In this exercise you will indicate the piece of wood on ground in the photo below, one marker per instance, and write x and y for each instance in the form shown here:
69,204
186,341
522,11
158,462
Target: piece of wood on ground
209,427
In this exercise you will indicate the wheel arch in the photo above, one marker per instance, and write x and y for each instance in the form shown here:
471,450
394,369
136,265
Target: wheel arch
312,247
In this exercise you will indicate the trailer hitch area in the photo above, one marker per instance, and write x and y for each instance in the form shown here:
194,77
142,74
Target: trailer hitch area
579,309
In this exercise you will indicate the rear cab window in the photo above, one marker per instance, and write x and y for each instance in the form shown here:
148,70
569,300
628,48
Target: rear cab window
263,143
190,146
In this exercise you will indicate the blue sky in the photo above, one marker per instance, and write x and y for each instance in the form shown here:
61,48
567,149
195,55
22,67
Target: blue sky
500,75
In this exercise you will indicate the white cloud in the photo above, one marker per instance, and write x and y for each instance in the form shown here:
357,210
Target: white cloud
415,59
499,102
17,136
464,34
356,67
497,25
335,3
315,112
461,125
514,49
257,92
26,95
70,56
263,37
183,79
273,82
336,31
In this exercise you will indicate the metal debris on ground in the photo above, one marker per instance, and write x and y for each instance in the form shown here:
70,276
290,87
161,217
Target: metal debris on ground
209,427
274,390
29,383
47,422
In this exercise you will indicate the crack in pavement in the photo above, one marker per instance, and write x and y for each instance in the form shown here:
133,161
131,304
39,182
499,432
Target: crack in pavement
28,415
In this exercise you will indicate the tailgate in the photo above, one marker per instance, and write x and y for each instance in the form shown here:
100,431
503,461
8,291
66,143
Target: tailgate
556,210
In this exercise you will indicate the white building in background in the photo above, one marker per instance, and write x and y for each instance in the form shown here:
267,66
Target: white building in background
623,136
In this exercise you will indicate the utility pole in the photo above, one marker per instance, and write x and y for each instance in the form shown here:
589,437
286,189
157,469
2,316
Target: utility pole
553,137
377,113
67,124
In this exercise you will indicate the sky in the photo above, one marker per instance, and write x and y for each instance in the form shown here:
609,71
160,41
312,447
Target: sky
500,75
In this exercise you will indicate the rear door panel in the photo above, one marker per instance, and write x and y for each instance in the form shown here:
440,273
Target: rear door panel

-- -- --

Task description: Copy the lines of the data above as a numbered list, from the line with "In this exercise you will indicate the tailgate" through the end of the data, leaving out any blank lines.

Output:
1. In this exercise you will indicate the tailgate in the photo above, one marker per instance, and write x and y for each instance in the form shown here:
2. 100,431
3. 503,461
4. 8,291
5. 66,143
6. Target: tailgate
7. 556,210
8. In this exercise you will indicate the white building in background in the photo above, one marker per instance, and write x and y for each instance in the form shown here:
9. 267,66
10. Target: white building in background
11. 623,136
12. In this exercise you will indicate the utility pole in the photo above, one marker per instance, and write x and y for each instance in the form shown here:
13. 589,437
14. 286,189
15. 157,469
16. 2,316
17. Target: utility pole
18. 553,137
19. 377,113
20. 67,124
21. In this exercise you will indicate the sky in the photo above, one marker per instance, and write x and y for each instance in the form shown here:
22. 609,71
23. 160,41
24. 312,447
25. Target: sky
26. 500,75
27. In this exercise you will indicate the rear door panel in the photo above, one marker per instance, and write x and y for each instance in the form shown here:
28. 440,273
29. Target: rear door panel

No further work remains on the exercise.